» EXTRACTED INFORMATION
▬▬▬▬▬▬▬▬▬▬

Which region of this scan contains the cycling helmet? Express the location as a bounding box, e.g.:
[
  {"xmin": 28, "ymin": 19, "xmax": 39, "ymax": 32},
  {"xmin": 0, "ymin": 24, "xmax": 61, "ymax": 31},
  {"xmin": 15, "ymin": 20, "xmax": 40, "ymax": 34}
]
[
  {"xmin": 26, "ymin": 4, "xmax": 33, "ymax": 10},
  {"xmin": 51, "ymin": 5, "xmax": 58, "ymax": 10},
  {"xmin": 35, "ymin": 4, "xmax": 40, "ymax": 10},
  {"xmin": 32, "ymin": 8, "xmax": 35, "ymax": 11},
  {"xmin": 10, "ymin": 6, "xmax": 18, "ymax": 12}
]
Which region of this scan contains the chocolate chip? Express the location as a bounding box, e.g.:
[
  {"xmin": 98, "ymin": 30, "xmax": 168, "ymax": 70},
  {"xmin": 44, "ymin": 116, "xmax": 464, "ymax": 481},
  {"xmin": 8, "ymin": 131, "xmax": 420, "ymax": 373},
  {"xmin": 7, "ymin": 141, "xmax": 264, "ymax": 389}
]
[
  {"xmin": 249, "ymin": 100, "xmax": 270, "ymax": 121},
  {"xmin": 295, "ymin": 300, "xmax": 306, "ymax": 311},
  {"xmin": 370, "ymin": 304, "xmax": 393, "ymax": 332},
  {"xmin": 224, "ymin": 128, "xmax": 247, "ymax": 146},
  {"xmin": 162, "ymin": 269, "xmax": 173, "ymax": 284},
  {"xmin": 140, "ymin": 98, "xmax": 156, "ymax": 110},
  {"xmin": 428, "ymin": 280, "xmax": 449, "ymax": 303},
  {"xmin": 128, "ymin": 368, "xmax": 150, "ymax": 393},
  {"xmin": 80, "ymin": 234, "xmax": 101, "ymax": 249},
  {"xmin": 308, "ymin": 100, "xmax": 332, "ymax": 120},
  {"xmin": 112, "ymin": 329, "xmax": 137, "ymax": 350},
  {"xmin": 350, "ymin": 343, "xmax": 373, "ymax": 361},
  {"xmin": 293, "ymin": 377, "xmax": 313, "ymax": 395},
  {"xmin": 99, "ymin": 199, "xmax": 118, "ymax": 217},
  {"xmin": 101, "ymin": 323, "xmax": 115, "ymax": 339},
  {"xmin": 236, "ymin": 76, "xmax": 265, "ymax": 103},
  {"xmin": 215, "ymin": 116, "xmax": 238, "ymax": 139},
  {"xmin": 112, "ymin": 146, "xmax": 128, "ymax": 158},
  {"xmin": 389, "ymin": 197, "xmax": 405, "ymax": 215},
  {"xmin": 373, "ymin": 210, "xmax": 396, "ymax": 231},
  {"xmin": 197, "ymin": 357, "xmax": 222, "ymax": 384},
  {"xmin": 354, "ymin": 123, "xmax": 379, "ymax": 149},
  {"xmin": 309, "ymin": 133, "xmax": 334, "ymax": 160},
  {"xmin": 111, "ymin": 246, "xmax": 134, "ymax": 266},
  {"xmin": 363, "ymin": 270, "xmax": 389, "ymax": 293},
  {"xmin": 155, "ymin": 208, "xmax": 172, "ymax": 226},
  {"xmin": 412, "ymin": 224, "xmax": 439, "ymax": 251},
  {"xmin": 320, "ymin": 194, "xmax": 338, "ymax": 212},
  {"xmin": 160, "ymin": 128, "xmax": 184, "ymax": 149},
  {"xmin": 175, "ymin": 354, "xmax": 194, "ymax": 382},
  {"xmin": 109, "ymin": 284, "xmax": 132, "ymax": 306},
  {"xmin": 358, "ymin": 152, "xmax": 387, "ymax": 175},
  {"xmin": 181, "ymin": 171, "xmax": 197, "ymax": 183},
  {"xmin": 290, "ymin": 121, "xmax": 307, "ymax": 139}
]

▬▬▬▬▬▬▬▬▬▬

Pick out every line in the rows above that contains the string "location". Case counts, so uppercase and lowercase letters are not interchangeable.

Which region of this scan contains the cycling helmet? Express the location as a bounding box, e.g.:
Which region of this scan contains the chocolate chip? Express the location as a bounding box, e.g.:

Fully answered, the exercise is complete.